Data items
________________________________________
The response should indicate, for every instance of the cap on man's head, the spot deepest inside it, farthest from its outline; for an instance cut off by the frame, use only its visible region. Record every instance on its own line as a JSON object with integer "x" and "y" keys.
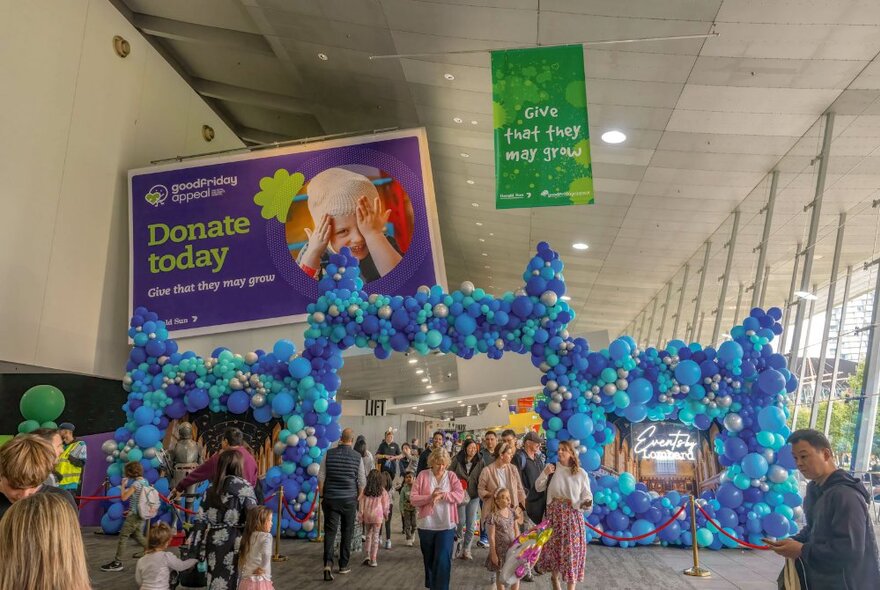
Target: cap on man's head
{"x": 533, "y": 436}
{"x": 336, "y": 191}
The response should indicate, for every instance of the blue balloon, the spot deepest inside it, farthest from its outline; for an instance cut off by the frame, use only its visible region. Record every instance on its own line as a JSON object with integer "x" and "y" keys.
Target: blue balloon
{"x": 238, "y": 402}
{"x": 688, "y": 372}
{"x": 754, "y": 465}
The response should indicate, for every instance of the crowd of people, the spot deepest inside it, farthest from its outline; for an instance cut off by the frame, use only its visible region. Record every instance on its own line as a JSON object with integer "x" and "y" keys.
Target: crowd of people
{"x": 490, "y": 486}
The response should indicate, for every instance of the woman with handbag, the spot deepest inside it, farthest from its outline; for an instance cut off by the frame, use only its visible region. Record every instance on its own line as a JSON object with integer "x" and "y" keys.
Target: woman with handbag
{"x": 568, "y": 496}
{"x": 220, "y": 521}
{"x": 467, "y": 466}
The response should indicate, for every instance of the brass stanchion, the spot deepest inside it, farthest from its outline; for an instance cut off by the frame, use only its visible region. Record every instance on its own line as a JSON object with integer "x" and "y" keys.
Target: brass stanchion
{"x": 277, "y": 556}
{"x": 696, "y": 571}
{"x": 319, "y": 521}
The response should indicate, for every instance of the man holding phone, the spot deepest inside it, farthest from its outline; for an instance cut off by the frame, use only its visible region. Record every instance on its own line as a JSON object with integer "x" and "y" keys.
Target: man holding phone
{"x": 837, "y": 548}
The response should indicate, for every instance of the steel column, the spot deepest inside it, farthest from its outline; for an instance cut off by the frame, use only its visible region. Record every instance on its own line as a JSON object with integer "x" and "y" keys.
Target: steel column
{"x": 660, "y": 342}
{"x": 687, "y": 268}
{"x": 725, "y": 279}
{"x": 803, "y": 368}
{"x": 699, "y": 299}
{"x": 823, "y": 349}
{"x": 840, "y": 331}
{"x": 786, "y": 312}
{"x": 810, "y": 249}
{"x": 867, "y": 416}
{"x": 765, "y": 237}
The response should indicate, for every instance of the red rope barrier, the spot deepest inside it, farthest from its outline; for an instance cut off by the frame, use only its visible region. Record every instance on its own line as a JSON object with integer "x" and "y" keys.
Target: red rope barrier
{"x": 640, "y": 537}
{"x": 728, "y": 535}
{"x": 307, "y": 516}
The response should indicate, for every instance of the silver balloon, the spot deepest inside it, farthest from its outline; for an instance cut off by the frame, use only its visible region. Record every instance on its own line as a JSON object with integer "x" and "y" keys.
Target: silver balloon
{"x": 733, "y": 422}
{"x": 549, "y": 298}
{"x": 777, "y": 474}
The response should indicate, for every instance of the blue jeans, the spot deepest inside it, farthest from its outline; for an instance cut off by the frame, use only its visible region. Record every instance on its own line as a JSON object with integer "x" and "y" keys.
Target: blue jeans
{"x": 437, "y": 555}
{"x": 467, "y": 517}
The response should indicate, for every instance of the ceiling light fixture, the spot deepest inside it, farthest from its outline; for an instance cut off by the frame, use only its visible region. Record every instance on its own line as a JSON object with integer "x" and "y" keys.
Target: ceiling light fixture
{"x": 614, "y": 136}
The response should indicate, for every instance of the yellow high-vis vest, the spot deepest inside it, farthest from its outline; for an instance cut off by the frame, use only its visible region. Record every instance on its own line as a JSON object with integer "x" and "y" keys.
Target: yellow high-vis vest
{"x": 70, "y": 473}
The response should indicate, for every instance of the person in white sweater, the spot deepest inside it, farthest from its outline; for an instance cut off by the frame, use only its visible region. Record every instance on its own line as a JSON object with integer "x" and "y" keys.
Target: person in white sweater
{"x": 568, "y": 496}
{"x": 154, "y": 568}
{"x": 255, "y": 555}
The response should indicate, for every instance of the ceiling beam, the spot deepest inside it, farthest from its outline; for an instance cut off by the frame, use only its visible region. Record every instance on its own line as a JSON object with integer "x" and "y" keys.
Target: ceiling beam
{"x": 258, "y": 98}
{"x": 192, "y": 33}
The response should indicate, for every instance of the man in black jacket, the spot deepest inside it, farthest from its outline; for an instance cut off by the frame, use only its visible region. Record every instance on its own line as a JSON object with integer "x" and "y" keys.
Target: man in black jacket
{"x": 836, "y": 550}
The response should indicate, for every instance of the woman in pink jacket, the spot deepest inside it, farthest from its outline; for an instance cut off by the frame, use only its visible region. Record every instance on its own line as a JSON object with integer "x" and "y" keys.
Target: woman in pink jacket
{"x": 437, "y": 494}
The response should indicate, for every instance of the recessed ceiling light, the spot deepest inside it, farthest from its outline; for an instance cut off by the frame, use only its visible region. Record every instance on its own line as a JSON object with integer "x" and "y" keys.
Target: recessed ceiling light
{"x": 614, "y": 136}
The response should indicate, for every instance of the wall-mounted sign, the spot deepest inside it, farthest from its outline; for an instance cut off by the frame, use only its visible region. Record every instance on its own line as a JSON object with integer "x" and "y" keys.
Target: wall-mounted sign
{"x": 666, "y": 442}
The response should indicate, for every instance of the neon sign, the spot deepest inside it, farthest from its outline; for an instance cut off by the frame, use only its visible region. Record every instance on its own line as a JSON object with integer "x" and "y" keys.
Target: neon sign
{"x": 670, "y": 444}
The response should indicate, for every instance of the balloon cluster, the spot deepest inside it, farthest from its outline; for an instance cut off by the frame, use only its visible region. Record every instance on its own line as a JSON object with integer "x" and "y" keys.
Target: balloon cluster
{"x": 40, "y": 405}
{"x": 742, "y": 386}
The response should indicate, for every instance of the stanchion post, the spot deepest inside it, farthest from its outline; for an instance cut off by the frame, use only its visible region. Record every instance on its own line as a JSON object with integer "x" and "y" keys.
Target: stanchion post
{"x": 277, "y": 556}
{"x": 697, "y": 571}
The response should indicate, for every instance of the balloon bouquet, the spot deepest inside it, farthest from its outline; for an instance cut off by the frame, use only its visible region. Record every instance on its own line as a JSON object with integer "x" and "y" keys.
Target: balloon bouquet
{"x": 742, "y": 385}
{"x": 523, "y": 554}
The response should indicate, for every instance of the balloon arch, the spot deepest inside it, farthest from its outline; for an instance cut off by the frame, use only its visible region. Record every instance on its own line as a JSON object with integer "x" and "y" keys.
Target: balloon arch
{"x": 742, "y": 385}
________________________________________
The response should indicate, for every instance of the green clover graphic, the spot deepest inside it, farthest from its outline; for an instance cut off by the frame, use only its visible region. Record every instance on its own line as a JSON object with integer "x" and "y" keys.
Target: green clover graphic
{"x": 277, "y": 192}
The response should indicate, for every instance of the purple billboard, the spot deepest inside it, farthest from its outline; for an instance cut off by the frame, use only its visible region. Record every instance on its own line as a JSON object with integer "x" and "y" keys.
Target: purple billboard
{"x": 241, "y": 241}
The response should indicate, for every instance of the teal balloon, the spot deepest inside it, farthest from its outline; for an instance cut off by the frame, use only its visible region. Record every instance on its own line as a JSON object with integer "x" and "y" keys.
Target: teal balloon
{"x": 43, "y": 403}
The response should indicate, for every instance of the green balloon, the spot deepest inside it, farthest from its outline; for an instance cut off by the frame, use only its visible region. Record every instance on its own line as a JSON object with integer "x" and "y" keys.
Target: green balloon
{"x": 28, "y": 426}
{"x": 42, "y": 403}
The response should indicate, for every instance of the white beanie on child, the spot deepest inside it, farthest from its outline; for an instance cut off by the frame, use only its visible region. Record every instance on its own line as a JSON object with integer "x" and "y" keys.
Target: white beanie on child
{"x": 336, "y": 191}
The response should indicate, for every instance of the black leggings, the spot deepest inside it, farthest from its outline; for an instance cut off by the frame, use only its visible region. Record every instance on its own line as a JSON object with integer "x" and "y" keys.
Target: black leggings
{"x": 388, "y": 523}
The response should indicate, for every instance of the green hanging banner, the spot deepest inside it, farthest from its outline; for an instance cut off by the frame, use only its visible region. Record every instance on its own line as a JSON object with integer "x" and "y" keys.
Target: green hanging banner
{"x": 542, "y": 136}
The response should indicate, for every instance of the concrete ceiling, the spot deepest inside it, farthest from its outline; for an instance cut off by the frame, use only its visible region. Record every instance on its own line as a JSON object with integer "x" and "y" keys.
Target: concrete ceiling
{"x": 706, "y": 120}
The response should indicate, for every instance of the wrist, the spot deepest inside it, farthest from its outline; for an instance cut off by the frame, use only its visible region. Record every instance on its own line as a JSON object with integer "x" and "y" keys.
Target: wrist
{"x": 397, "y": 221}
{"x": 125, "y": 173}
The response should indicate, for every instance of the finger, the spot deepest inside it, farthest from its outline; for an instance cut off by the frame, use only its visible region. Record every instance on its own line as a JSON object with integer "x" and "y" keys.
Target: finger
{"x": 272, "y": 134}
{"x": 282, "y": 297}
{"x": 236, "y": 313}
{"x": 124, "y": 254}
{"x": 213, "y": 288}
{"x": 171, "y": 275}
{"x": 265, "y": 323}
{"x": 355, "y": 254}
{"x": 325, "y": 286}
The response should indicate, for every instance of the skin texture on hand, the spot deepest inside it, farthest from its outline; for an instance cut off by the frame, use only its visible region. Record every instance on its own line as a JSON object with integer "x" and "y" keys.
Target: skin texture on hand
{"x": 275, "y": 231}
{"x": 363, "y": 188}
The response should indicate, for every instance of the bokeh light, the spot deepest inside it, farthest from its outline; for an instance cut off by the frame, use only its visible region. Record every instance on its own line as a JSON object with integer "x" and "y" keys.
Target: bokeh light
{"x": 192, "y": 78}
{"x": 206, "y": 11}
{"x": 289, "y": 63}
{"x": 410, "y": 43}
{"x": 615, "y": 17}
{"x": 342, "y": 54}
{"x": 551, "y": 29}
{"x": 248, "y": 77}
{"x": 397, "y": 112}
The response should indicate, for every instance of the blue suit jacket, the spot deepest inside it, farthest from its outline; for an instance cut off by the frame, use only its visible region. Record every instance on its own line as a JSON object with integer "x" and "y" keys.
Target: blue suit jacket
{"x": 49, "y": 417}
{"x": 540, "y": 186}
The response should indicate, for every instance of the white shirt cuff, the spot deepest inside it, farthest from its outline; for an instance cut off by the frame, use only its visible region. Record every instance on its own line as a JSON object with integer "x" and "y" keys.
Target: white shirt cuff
________________________________________
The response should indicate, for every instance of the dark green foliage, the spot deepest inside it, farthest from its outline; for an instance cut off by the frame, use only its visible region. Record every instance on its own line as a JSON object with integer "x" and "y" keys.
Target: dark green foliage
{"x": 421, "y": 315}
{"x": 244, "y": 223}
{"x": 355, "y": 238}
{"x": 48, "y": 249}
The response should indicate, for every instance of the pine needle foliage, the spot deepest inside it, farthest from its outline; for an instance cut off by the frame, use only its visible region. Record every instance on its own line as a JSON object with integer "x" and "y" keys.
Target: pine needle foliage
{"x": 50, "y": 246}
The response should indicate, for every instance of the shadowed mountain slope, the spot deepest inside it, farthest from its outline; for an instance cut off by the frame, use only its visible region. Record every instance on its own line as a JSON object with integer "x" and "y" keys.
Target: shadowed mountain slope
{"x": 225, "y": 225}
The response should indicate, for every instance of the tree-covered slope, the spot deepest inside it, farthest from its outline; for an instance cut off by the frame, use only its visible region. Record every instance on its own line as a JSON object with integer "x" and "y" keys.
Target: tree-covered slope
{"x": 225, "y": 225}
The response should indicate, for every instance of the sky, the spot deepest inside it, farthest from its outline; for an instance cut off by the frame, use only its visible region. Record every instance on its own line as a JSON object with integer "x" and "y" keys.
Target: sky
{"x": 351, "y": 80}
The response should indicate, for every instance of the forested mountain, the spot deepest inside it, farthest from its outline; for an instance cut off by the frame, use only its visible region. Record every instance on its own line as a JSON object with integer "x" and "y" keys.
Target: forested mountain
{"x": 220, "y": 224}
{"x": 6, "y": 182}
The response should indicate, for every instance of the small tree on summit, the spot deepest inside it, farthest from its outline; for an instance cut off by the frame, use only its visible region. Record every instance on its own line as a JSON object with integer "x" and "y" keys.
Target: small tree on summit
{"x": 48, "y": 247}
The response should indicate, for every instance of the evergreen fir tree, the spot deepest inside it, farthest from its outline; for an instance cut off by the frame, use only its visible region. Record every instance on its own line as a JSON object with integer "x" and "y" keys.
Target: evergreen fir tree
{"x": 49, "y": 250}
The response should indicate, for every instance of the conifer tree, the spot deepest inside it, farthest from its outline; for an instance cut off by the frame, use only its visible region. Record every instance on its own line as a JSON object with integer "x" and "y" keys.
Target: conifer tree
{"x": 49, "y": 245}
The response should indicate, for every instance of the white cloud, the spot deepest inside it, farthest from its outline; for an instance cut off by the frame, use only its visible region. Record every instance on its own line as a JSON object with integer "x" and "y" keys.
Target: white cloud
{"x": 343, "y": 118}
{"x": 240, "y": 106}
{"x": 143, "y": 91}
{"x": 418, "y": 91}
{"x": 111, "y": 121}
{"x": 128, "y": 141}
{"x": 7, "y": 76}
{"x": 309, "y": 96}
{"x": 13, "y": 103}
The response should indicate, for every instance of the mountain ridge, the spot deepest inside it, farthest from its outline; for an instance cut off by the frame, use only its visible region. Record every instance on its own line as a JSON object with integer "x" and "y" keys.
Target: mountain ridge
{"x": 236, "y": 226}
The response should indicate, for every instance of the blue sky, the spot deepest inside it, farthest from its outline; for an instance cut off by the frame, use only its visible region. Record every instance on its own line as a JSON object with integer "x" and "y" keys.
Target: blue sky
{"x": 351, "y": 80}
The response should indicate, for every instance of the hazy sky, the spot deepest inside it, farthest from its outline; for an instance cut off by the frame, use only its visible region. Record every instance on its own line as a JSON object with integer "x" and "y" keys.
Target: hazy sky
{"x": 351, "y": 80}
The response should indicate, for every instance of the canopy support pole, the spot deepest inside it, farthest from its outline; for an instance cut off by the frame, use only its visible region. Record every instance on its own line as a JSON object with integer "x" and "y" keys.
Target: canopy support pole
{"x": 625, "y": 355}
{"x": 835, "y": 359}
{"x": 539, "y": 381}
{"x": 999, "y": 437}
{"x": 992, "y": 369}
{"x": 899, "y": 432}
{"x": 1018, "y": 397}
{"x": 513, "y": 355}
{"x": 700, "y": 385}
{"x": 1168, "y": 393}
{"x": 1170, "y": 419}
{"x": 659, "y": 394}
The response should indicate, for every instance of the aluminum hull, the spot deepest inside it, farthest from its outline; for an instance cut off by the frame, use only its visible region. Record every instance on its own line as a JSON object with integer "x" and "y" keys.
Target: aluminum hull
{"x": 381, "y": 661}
________________________________________
## WHAT IS BEING ASKED
Reproduce, word for word, the part that opens with the line containing "The response should indicate, for every instance of the cap" and closes with the line containing "Target: cap on man's head". Leave the pictures out of your copy.

## WORKED ANSWER
The response should indicate, for every instance of the cap on man's head, the spot deepest inside it, farthest from its outline; for an instance cut off by the frame, use only its visible region. Record every instance on its own line as a JSON object with integer "x" and "y" keys.
Target: cap on man's head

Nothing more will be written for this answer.